> **Your instructions**: Please reproduce every one of the records below word for word, keeping each line as it appears.
** Start of Dataset records **
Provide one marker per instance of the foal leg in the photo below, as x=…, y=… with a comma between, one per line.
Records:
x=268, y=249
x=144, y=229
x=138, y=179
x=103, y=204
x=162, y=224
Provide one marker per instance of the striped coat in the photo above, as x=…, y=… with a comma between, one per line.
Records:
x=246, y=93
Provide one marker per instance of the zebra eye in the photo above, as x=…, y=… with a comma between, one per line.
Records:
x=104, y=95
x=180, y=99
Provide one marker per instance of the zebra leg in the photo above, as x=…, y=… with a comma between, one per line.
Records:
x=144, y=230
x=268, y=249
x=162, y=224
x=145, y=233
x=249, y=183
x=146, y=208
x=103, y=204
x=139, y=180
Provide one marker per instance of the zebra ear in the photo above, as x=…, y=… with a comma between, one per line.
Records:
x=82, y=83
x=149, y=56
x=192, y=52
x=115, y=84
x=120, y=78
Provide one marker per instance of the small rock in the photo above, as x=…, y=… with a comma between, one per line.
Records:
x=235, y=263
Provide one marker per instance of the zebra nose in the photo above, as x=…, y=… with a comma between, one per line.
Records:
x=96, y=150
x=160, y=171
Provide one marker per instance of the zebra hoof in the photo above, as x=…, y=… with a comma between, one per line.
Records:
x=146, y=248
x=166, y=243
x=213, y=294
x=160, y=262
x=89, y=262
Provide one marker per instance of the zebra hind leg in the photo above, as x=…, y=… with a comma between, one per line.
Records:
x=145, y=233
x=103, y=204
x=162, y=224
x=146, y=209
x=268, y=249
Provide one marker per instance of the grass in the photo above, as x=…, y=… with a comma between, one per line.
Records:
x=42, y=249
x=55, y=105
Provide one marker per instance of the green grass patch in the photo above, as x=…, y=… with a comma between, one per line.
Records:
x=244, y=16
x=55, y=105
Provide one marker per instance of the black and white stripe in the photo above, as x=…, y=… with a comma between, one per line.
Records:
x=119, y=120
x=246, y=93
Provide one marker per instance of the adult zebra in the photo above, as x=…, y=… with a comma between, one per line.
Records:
** End of Dataset records **
> **Task answer**:
Provide one marker per instance of the foal leg in the photo below, as x=…, y=… with a comma between, one per line.
Records:
x=268, y=249
x=144, y=229
x=138, y=179
x=103, y=204
x=162, y=224
Provide one marker per instance of the striped coat in the photo above, as x=…, y=… with a comma between, one per line.
Records:
x=246, y=93
Provide one marker per instance of the zebra eye in the photo above, as x=…, y=… with a comma between, one per line.
Records:
x=104, y=95
x=180, y=99
Provide one marker per instance of the zebra leg in the photo above, as x=…, y=… with a comma between, one per line.
Records:
x=144, y=230
x=268, y=249
x=162, y=224
x=145, y=233
x=249, y=183
x=146, y=208
x=103, y=204
x=139, y=180
Provide one marker per instance of the zebra ear in the photo above, as x=…, y=… with a comma between, one per line.
Records:
x=82, y=83
x=149, y=56
x=192, y=52
x=115, y=84
x=120, y=78
Provide one marker per instance of the small rock in the photo above, as x=…, y=… with a comma between, one per line.
Records:
x=235, y=263
Provide one marker per instance of the zebra nose in the photo above, as x=…, y=… with a comma between, one per line.
Records:
x=96, y=150
x=160, y=171
Provide one marker per instance of the zebra hoof in the photo above, as x=…, y=… with a comma between, one per line.
Records:
x=146, y=248
x=166, y=243
x=213, y=294
x=160, y=262
x=89, y=262
Provide one marker per instance of the zebra hind leg in the photo above, as x=…, y=… with a comma between, one per line.
Records:
x=145, y=233
x=103, y=204
x=162, y=224
x=146, y=209
x=268, y=249
Provide one marker per instance of the grass in the photo above, as x=…, y=… with a comma between, one per line.
Records:
x=42, y=249
x=55, y=105
Provide one marker per instance of the green grass patch in the photo above, as x=…, y=… with a comma between, one per line.
Records:
x=244, y=16
x=55, y=105
Provide one marker per instance of the black and white stripe in the photo above, as x=…, y=… with a comma between, one per line.
Records:
x=119, y=120
x=246, y=93
Provide one marker per instance of the adult zebra in the photo above, as x=…, y=… with a comma between, one per line.
Records:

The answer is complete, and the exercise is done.